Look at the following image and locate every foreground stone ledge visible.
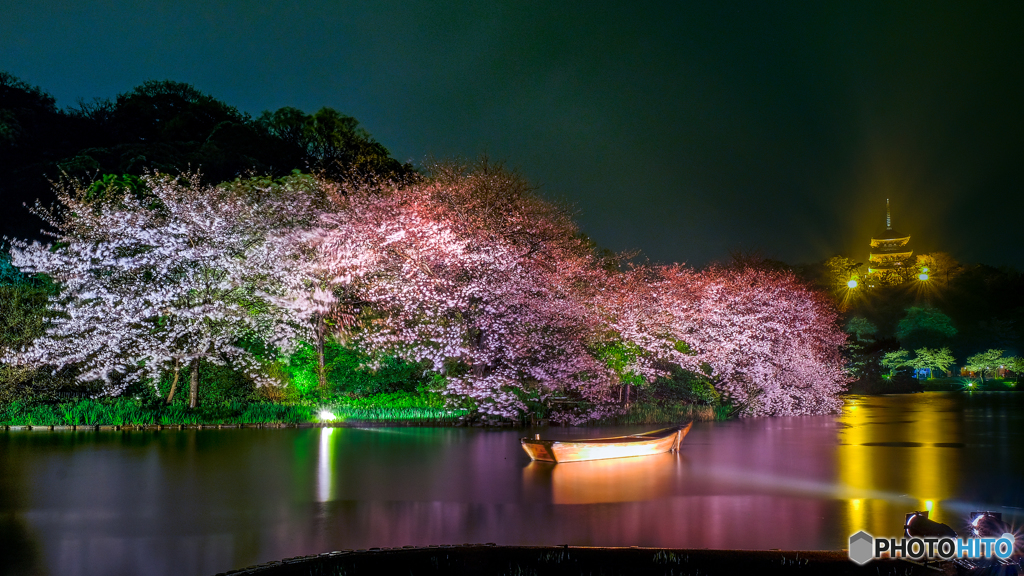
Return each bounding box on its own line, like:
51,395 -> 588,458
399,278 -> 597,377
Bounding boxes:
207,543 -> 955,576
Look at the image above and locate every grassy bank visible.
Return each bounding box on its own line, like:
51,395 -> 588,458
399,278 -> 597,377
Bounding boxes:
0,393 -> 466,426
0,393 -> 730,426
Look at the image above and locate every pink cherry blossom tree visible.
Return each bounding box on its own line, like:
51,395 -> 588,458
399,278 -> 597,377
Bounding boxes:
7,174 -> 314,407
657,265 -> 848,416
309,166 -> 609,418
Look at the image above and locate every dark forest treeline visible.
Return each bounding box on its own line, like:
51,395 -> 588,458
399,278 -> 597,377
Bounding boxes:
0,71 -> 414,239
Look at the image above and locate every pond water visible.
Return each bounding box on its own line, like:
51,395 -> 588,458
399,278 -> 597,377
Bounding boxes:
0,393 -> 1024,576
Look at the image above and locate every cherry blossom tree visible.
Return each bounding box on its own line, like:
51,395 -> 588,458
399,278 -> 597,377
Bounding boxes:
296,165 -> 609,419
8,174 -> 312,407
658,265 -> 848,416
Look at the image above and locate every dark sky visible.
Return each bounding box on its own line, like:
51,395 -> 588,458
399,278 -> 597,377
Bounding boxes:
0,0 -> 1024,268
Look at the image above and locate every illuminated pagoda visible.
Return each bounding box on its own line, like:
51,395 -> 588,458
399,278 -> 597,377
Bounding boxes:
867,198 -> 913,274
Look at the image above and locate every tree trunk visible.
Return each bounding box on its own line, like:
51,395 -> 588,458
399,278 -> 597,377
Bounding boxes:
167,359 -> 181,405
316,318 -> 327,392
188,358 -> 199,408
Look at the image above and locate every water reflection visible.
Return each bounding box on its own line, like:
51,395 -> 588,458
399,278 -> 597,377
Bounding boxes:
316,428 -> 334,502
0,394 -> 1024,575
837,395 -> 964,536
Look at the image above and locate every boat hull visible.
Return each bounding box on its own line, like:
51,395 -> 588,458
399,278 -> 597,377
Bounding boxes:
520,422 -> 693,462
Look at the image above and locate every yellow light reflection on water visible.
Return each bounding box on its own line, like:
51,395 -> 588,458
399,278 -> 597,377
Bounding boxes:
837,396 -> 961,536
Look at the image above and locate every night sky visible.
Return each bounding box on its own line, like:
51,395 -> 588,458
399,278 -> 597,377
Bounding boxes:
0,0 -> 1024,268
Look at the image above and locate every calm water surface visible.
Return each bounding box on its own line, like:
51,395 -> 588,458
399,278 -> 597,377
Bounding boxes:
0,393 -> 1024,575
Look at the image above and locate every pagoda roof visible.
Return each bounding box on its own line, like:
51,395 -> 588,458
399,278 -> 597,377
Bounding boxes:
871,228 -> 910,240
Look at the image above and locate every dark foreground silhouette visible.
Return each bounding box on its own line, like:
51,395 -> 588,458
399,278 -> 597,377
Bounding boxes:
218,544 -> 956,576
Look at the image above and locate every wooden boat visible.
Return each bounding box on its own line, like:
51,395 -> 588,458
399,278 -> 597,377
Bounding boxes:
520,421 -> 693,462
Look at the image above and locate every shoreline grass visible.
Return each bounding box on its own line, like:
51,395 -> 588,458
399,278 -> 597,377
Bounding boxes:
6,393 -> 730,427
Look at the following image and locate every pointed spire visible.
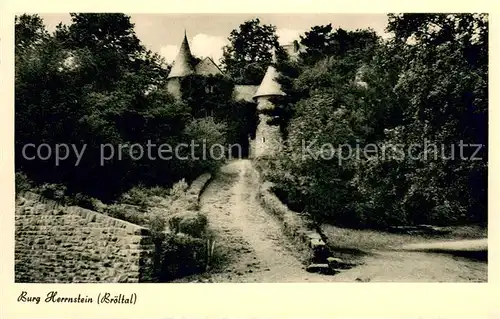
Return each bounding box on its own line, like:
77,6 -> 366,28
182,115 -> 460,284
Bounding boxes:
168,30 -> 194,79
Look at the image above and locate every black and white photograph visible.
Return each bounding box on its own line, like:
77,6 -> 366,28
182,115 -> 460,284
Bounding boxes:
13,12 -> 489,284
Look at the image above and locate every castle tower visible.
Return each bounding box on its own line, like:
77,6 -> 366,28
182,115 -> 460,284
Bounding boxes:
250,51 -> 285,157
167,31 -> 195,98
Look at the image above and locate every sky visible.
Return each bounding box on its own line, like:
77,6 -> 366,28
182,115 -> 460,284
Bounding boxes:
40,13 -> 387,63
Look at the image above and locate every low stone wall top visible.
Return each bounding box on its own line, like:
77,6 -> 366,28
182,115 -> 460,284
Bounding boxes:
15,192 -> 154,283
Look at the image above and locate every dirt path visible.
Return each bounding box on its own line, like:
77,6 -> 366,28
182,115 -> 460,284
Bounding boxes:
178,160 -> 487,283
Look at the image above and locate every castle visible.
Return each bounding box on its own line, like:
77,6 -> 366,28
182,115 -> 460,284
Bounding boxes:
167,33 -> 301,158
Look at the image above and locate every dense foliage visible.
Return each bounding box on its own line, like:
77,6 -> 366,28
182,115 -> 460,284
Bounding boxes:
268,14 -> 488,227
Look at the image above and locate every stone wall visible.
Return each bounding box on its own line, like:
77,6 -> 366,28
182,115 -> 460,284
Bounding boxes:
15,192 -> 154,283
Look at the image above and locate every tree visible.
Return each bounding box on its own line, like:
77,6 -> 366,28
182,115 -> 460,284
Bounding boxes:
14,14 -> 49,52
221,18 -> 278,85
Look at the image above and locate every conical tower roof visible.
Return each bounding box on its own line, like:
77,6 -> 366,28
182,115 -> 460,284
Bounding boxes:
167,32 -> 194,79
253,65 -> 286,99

━━━━━━━━━━━━━━━━━━━━━━━━━━━━━━

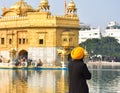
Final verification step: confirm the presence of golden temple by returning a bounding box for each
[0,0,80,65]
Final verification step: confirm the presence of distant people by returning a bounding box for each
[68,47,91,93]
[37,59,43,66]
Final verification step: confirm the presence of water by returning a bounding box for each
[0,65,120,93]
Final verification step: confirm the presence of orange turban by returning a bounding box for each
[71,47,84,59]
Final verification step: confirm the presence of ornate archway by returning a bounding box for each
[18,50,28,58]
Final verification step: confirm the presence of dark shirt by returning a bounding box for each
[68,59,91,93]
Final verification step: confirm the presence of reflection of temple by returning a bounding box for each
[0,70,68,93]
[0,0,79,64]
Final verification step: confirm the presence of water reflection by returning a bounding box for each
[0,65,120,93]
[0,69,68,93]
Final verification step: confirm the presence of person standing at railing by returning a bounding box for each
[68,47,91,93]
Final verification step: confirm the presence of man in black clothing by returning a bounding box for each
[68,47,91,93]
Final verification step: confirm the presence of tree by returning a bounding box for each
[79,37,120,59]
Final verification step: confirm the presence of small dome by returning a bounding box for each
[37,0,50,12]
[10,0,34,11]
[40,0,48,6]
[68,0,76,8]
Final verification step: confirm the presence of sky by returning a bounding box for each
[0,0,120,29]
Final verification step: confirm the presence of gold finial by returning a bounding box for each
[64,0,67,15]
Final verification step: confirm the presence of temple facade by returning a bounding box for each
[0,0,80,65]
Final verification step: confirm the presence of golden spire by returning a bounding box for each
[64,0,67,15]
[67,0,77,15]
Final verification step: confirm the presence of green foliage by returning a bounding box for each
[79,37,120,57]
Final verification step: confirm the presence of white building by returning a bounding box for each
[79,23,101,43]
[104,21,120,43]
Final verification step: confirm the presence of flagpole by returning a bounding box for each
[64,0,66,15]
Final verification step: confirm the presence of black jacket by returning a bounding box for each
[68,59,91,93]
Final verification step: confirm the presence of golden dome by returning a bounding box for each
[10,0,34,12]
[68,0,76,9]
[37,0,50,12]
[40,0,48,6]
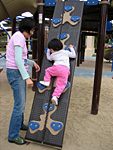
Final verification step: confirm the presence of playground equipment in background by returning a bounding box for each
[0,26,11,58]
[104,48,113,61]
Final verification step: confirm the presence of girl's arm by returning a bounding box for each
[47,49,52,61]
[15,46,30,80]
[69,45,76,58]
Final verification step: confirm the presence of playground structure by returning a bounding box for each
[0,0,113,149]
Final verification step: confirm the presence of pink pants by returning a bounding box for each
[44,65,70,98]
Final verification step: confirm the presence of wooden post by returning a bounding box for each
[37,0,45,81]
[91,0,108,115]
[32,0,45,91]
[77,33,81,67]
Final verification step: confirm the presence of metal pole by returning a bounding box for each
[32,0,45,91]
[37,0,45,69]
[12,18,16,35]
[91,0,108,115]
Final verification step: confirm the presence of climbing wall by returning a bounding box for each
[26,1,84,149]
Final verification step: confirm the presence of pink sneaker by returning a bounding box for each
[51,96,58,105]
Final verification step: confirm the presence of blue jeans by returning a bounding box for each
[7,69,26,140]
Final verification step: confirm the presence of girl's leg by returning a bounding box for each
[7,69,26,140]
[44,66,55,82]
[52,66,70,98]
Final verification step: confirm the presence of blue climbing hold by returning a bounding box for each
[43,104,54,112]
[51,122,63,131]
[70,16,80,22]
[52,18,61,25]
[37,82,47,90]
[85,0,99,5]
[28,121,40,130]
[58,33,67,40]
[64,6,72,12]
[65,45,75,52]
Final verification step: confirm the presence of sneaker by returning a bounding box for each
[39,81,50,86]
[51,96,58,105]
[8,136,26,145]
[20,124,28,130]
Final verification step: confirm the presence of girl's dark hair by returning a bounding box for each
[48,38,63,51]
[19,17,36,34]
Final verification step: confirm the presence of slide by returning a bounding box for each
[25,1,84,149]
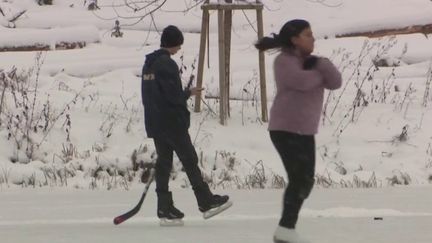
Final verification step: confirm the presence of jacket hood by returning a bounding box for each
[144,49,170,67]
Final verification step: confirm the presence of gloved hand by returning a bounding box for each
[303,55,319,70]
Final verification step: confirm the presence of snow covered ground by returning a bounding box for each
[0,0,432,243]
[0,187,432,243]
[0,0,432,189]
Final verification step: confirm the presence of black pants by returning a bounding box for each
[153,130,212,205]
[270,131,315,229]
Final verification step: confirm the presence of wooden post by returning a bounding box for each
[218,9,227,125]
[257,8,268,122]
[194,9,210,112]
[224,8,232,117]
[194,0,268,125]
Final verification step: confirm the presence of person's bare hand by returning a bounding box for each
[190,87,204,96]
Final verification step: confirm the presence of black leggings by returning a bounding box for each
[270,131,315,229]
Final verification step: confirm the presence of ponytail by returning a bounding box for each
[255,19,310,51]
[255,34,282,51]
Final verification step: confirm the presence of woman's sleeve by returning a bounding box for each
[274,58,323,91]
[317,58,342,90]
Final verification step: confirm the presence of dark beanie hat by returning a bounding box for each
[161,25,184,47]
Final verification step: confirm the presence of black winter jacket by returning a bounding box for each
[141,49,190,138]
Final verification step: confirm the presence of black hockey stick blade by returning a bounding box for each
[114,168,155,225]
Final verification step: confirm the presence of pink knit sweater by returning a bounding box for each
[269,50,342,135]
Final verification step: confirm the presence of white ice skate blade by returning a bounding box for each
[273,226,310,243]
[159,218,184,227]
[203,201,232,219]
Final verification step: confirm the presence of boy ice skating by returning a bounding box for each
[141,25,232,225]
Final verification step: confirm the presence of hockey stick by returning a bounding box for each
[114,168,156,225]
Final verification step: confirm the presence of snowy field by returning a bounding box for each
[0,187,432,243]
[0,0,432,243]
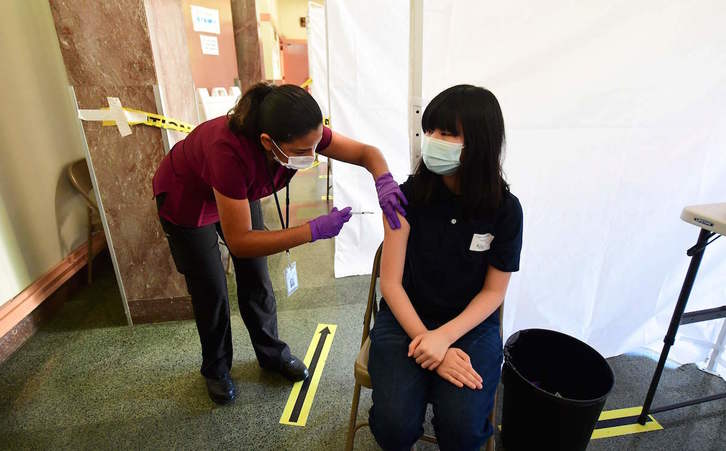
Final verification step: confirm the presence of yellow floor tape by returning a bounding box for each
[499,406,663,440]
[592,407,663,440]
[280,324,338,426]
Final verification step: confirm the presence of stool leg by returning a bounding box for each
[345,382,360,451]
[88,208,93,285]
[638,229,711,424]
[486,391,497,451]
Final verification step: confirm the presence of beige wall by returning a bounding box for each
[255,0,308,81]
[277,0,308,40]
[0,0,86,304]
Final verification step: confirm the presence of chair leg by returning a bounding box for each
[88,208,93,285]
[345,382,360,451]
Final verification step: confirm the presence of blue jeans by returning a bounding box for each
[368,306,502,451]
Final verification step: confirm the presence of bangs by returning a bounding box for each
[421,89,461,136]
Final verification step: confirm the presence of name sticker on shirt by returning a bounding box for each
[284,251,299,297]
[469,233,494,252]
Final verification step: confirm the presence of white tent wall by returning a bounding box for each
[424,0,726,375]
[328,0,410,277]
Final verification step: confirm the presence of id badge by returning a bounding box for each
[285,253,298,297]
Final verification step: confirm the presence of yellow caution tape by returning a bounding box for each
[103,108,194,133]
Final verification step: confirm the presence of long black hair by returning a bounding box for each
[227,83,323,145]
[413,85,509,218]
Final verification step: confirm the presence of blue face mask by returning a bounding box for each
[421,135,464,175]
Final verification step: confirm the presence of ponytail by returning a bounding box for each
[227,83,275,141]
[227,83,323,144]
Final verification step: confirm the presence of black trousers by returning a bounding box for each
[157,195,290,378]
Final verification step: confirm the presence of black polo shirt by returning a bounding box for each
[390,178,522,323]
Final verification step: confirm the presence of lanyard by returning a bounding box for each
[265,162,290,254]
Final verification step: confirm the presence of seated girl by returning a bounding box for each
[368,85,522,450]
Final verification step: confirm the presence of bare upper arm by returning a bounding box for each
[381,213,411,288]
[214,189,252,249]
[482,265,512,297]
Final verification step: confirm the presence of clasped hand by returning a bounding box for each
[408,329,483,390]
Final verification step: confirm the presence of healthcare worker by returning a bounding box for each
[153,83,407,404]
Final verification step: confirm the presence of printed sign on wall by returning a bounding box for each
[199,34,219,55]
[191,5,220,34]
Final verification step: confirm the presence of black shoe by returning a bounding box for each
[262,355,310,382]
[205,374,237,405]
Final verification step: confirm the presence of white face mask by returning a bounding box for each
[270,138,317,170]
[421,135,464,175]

━━━━━━━━━━━━━━━━━━━━━━━━━━━━━━

Copy the lines from the one with "Look at the following image and locate every foreground" up to and including the one with "207,543 -> 955,576", with the requests and without the picture. Scale only the bounding box coordinates in the answers by 0.7, rounding each to a whole number with halves rounded up, and leave the sample boxes in the format lines unchanged.

_Exercise response:_
Look at the following image and locate every foreground stone ledge visible.
Return each bounding box on its own line, like:
51,395 -> 588,458
399,278 -> 597,377
Bounding boxes:
145,380 -> 669,403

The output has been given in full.